* Your instructions
Reproduce the passage of the message on the suffix -IA from "dalmatia@eburg.com" up to and including "in the Greek.", swapping "nouns" for "words".

* Document excerpt
╭──

Re: The suffix -IA

dalmatia@eburg.com
Sat, 16 May 1998 07:55:08 -0700

Carl W. Conrad wrote:
>
> At 8:19 PM -0400 5/16/98, Paul Zellmer wrote:
> >James 1:21: APOQEMENOI PASAN RUPARIAN KAY PERISSEIAN KAKIAS
> >
> >This question has to do with the three -IA nouns. If I understand the
> >grammars correctly, these are noun forms which are based on -EUW verbs,
> >which, in turn, have been based(?) on adjectives. Many of the nouns
> >with this ending seemed to be translated in English with the English
> >suffix -ness, which expresses having an expressed quality. But I am
> >unclear about the bias of the form in the Greek.

╰──

* Dataset section
╭──

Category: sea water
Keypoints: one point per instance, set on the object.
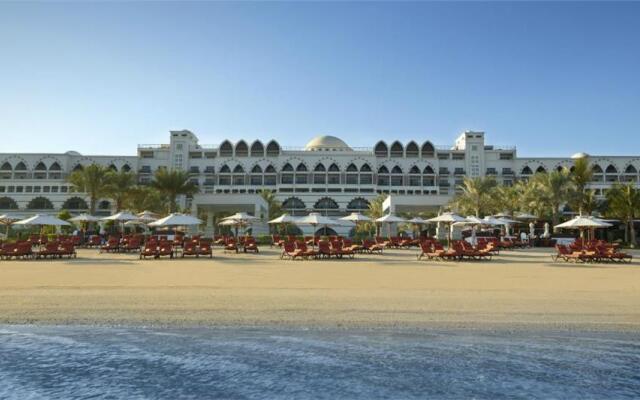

╰──

* Result for this exercise
dalmatia@eburg.com
Sat, 16 May 1998 07:55:08 -0700

Carl W. Conrad wrote:
>
> At 8:19 PM -0400 5/16/98, Paul Zellmer wrote:
> >James 1:21: APOQEMENOI PASAN RUPARIAN KAY PERISSEIAN KAKIAS
> >
> >This question has to do with the three -IA words. If I understand the
> >grammars correctly, these are noun forms which are based on -EUW verbs,
> >which, in turn, have been based(?) on adjectives. Many of the words
> >with this ending seemed to be translated in English with the English
> >suffix -ness, which expresses having an expressed quality. But I am
> >unclear about the bias of the form in the Greek.